• [Exercise brief]:
Below is a listing to transcribe in full and exactly; keep the pictures out.

____ Records to use

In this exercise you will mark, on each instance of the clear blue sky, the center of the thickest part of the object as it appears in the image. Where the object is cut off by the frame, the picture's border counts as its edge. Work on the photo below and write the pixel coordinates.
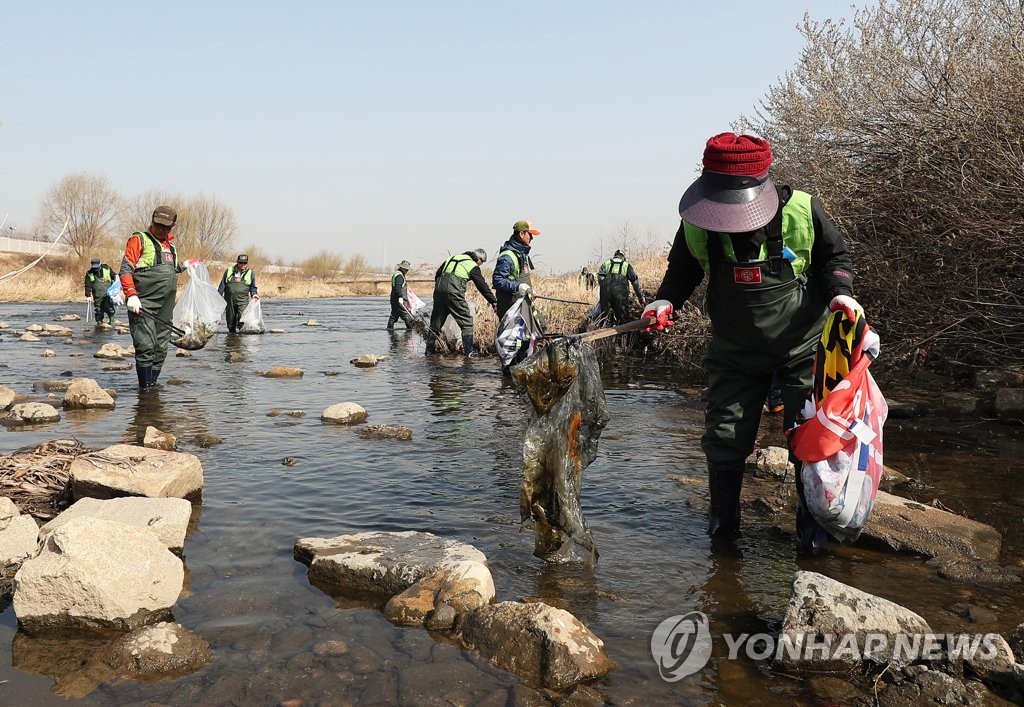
(394, 129)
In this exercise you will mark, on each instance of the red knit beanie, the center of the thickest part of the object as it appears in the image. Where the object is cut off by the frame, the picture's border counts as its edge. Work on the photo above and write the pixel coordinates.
(744, 155)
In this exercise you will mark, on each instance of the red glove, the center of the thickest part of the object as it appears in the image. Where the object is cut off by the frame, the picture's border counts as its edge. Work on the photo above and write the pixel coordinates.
(848, 305)
(660, 310)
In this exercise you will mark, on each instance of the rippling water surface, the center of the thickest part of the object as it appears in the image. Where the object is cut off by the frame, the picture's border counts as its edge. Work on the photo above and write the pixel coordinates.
(459, 479)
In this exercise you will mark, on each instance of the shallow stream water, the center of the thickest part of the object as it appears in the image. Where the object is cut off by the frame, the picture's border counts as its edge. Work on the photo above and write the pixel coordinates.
(459, 479)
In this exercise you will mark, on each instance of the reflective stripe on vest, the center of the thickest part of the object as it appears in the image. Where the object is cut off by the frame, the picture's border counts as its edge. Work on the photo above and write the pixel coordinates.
(798, 235)
(247, 277)
(516, 266)
(150, 248)
(622, 267)
(460, 265)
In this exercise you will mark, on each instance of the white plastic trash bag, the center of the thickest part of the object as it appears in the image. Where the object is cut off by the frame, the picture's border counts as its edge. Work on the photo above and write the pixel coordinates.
(199, 309)
(252, 318)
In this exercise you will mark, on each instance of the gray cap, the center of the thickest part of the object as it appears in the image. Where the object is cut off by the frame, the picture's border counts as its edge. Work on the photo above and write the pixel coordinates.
(165, 215)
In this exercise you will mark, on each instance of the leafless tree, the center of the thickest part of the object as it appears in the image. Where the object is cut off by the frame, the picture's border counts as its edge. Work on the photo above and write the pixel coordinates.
(88, 203)
(907, 124)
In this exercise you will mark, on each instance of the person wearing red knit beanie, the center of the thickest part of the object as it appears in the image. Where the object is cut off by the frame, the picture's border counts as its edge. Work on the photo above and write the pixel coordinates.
(775, 264)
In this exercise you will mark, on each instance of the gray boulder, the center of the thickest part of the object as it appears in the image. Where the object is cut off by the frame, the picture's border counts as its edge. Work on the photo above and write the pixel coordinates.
(822, 610)
(168, 517)
(129, 470)
(93, 574)
(85, 393)
(545, 646)
(18, 533)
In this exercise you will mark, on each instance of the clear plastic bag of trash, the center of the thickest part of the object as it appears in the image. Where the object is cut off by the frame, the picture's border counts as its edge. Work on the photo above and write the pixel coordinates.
(252, 318)
(562, 381)
(198, 309)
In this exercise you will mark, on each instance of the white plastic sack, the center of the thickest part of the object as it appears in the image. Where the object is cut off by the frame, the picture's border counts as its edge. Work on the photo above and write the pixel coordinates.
(252, 318)
(116, 293)
(200, 306)
(415, 303)
(518, 333)
(451, 331)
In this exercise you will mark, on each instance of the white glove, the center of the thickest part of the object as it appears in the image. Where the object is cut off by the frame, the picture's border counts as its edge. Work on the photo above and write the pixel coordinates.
(848, 305)
(660, 310)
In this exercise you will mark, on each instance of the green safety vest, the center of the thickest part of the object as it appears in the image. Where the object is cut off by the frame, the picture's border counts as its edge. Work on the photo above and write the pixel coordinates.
(616, 268)
(460, 265)
(798, 236)
(150, 250)
(247, 278)
(516, 266)
(105, 275)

________

• [In response]:
In this exercise you will mark, on each instance of the clear blue sky, the center of the thickest part of the object as it appears in the image. Where the object is cut off by the frame, the picture's border counts as its edge. Work on the photo below and write the pixel coordinates.
(394, 129)
In this exercise you will mark, on each instance of the red knit beanie, the center of the thickest part of the object as it appears in the image. Where the object is cut off by the frame, the picture's border counts as its edge. Work on the photo above and write the pixel coordinates.
(744, 155)
In this exercise you will mark, on each instance of the red glove, the center of the thickest part of the object as it appears in the image. Where the object is cut off by the frame, the picture's border counts as its edge. Work on the photo above and write the pixel coordinates.
(848, 305)
(660, 310)
In this exercise you will mark, on each instance of the rippling water surface, the center of the thickest part of the object as it appears in the image. Where the object is cut off by the frame, the picture's border counts as its edge. Work on the photo above and write the pixel coordinates.
(459, 479)
In this exercise you will mark, on each instance of the shallow stream water, the center of the thickest part of the object as it appears in the image. Where the object is cut off by the frame, the picture's border counts as its edge. Work on the photo above and write the pixel coordinates.
(459, 479)
In this exercise you will mark, on each instance of the reflective stripe on vest, the center of the thickest part of the object as it appears in the image. Where the object is cut off by the frame, the picture's border counts as its edge. Work on the photo above and write the pixel coordinates.
(798, 235)
(247, 277)
(516, 266)
(150, 248)
(622, 267)
(460, 265)
In this exercise you will mark, on each instance of the white plastic trash bag, the center of the thickest part of the object as it appears in the image. Where the object is cut off by the frame, the picture's border counts as its edge. Work on the photo above and write the pixel coordinates.
(199, 309)
(252, 318)
In this exercise you will mark, on each instance of the gray cap, the center of the thickest part of the object as it appears in the image. Where the object is cut off by the frame, the picture's border counts as its edge. Work on the photo above and write the pixel coordinates.
(165, 215)
In this exercise you will mark, on each instance of the leafless tree, the center of the thickest part of the object as it appears in the image. Where the object is cut off by the frame, the picture's border counts as its edge. Work on the photo above and write the pixel coordinates.
(88, 203)
(907, 124)
In this exercise you will mark, on each instance of the person wearing red knit beanie, the center of the thickest part of the object as it appears in the image. Where the object is cut off by the frame, the picture's border counts as its edge. Work on the photo above and write the pixel coordinates.
(775, 264)
In this exercise you will mark, on each instance of the gray boulder, the center of the thickest part of the object as it appears in the image. Where the object is cut off by the frame, the picture's border counts as its edge. Work on the photo above and write the pixel coordinates.
(822, 610)
(168, 517)
(129, 470)
(93, 574)
(85, 393)
(545, 646)
(18, 533)
In this exercise you will mark, on each instance of the clear plastic bag of trash, the center of the thickest part of the object as it appears in the image. Where the object is cut off by the frame, the picture's border counts as its edge. Work on the photo above and write the pixel coordinates.
(252, 318)
(562, 381)
(198, 309)
In this exercise you will mark, on each instance of the white plastic sack, the center of the thickest part of the object as it appears in the image. Where the object is cut off by the frame, the picture's border counts as its edge. Work on the photo above and write the pixel coordinates.
(252, 318)
(116, 293)
(200, 306)
(415, 303)
(518, 333)
(451, 331)
In this exercise you will mark, on each instance of the white glove, the center of the thickest part of the object as it appears in the image. Where the object is cut off by the frame, the picture's border counts as its edge. Work on the photo above and write the pixel coordinates.
(848, 305)
(660, 310)
In this exercise you will mark, on each instance of the green safety vest, the center of the thickest part of the object as it appears in the image. Where the object is cut off by the frame, the picture's border counts as its edge. Work on the photo above and write the pixel coordinates.
(616, 268)
(460, 265)
(798, 236)
(150, 250)
(247, 278)
(516, 266)
(105, 275)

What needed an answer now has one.